U.S. Security Assistance to Non-State Actors: Unintended Consequences and Long-term Instability

5/18/2018

1 Comment

 
This is one of six essays in the May 2018 report "Addressing Non-State Actors: Multiple Approaches" (see full report). Each essay is the independent work of its authors. ​​
Binder
Seth Binder
Watson
Robert Watson
Since the Cold War, the United States has been the dominant arms supplier in the world, providing billions per year in arms to well over 160 countries.[i] Most of the time these weapons go to the security forces of a sovereign state, but occasionally the United States has seen it in its interest to provide arms to non-state actors (NSAs), primarily rebel groups not sanctioned by their domestic state to take up arms. Despite the justifications for providing such lethal aid in the short-term, overwhelmingly the aid has not proven successful, resulting in unintended consequences and long-term instability.

**Required task a:**
Answer these questions about the essay on U.S. security assistance to non-state actors:
(i) How many essays are in the May 2018 report that this essay belongs to?
(ii) To how many countries does the United States provide arms?
(iii) What are the non-state actors that receive U.S. arms primarily described as?

**Record list:**
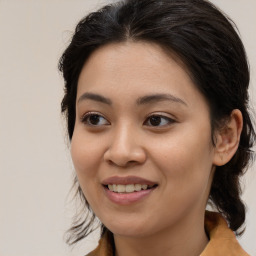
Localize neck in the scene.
[114,211,208,256]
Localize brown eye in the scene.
[82,113,109,126]
[145,115,175,127]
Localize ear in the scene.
[213,109,243,166]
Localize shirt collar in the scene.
[87,211,250,256]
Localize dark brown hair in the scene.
[59,0,255,244]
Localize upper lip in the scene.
[102,176,157,186]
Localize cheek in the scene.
[71,130,102,177]
[150,125,213,194]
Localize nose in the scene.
[104,125,146,167]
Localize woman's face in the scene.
[71,42,216,236]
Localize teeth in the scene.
[108,184,152,193]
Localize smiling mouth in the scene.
[104,184,157,194]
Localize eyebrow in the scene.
[77,92,112,105]
[77,92,188,106]
[136,94,188,106]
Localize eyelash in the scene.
[81,112,176,128]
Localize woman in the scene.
[60,0,255,256]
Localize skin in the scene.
[71,42,242,256]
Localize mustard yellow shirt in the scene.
[87,212,250,256]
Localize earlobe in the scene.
[213,109,243,166]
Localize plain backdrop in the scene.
[0,0,256,256]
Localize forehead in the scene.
[77,42,207,110]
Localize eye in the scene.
[144,115,175,127]
[81,113,109,126]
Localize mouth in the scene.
[102,176,158,205]
[104,184,157,194]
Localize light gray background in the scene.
[0,0,256,256]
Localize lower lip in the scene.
[104,187,155,205]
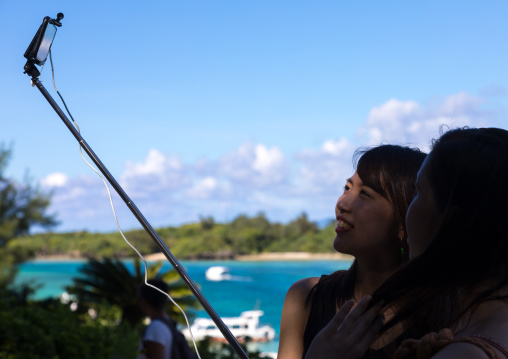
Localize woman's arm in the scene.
[277,277,319,359]
[305,296,384,359]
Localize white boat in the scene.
[182,310,275,342]
[205,266,231,282]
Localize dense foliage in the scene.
[0,292,139,359]
[0,145,56,287]
[66,258,199,327]
[9,213,335,259]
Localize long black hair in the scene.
[372,128,508,352]
[307,145,426,312]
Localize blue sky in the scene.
[0,0,508,231]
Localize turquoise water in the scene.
[17,260,351,352]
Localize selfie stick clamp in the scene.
[24,13,249,359]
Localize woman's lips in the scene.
[335,219,353,233]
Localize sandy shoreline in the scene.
[35,252,353,262]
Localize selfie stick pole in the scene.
[27,77,249,359]
[25,46,249,359]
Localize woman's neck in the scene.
[354,261,398,301]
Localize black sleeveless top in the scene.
[302,271,389,359]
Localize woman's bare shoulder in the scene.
[432,342,489,359]
[286,277,319,304]
[288,277,319,294]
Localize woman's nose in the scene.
[337,195,351,213]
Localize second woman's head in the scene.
[407,128,508,285]
[334,145,425,262]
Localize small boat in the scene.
[205,266,231,282]
[182,310,275,342]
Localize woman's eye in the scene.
[360,189,370,197]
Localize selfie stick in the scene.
[24,14,249,359]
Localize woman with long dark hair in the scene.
[308,128,508,359]
[278,145,425,359]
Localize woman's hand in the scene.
[305,295,384,359]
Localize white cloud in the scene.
[41,93,498,230]
[359,92,490,150]
[120,149,190,198]
[219,143,288,188]
[295,137,355,195]
[40,172,69,187]
[187,177,219,199]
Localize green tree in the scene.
[66,258,198,327]
[0,145,57,287]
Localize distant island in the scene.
[8,213,351,260]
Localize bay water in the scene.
[17,260,351,352]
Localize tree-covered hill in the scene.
[8,213,335,259]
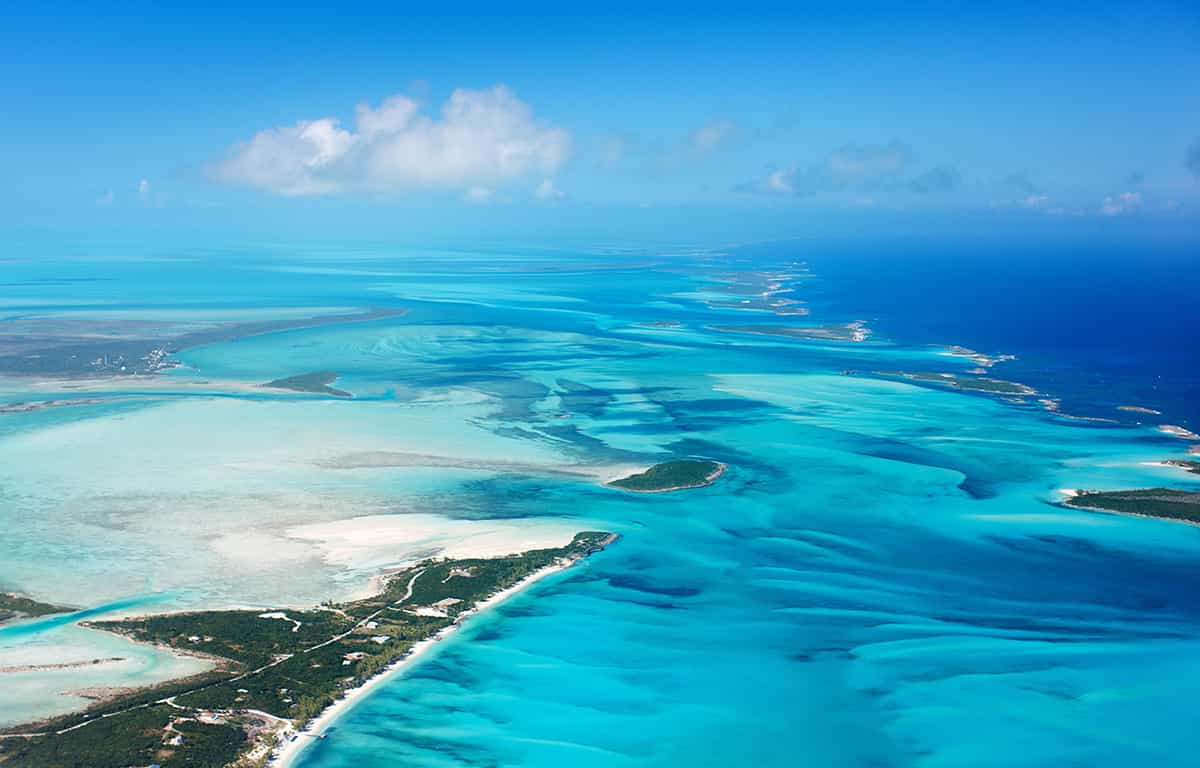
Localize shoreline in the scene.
[605,462,728,493]
[265,556,576,768]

**Required task b:** Copy the rows word for word, starting with the line that contains "Localize dense foliage in the scene." and going on through the line that contains "[187,177,219,199]". Include both of those lines.

**Reply a:**
(i) Six.
(ii) Well over 160 countries.
(iii) Rebel groups not sanctioned by their domestic state to take up arms.

**Reply b:**
Localize dense foliage in the scene.
[0,292,139,359]
[0,145,56,287]
[66,258,199,327]
[9,213,335,259]
Localize long black hair in the scene.
[372,128,508,352]
[307,145,426,312]
Localize blue sky in the scene.
[0,0,508,231]
Localize turquoise water in the scene.
[17,260,351,352]
Localize selfie stick clamp in the scene.
[24,13,249,359]
Localize woman's lips in the scene.
[335,219,353,233]
Localize sandy shoreline in the scene.
[35,252,353,262]
Localize selfie stick pole in the scene.
[27,77,249,359]
[25,46,249,359]
Localize woman's neck in the scene.
[354,261,398,301]
Localize black sleeveless top in the scene.
[302,271,389,359]
Localize woman's bare shoulder in the scene.
[432,342,489,359]
[286,277,319,304]
[288,277,319,294]
Localize woman's nose in the scene.
[337,195,351,213]
Localize second woman's head in the scene.
[407,128,508,285]
[334,145,425,262]
Localize small boat in the scene.
[205,266,231,282]
[182,310,275,342]
Localize woman's eye in the scene.
[360,189,370,197]
Localize selfie stick in the scene.
[24,14,249,359]
Localize woman with long dark hair in the scene.
[308,128,508,359]
[278,145,425,359]
Localize woman's hand in the scene.
[305,295,384,359]
Localize white cloud in the scene.
[41,93,498,230]
[359,92,490,150]
[120,149,190,198]
[219,143,288,188]
[295,137,355,195]
[40,172,69,187]
[187,177,219,199]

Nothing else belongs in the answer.